▸ RECORDS TO USE:

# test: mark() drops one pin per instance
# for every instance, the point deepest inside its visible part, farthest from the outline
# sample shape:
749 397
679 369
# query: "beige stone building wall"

--

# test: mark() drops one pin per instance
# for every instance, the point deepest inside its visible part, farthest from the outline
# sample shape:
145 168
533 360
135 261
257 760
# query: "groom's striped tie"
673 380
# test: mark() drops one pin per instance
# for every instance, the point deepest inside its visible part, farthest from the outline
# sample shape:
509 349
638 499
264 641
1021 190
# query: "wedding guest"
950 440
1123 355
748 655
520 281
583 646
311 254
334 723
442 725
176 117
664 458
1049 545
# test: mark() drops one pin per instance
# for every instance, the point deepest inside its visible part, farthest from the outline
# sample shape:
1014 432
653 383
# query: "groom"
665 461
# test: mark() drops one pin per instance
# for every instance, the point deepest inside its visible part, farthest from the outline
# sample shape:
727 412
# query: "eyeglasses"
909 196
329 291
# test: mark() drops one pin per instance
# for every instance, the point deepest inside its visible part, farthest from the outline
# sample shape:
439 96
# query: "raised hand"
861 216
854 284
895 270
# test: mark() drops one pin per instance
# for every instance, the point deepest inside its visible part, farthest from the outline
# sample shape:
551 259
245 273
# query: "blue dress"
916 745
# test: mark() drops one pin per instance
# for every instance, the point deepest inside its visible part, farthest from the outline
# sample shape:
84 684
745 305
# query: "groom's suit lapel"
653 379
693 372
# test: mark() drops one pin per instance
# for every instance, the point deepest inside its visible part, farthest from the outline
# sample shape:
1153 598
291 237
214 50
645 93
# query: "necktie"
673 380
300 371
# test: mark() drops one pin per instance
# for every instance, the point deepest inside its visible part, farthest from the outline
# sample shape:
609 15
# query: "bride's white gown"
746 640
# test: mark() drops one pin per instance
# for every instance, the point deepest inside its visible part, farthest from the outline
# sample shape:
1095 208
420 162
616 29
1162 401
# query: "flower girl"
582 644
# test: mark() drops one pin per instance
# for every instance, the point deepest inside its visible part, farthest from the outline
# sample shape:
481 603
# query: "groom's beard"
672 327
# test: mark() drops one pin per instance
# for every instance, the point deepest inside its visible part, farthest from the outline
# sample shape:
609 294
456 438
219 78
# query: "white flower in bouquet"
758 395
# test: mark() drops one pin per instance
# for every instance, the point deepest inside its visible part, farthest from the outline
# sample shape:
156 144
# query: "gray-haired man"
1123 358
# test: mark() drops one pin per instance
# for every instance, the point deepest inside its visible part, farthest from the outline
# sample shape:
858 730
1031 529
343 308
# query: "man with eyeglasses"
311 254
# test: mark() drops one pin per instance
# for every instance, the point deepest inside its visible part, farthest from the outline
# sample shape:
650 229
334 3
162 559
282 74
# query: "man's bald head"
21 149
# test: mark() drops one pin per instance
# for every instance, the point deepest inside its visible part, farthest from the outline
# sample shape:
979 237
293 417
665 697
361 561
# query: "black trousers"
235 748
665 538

▸ WRITTEN INSTRUCTION:
List each line of the material that contains the word "flower".

▸ RESULT OF THE TASK:
# query: "flower girl"
# query: "white flower in bouquet"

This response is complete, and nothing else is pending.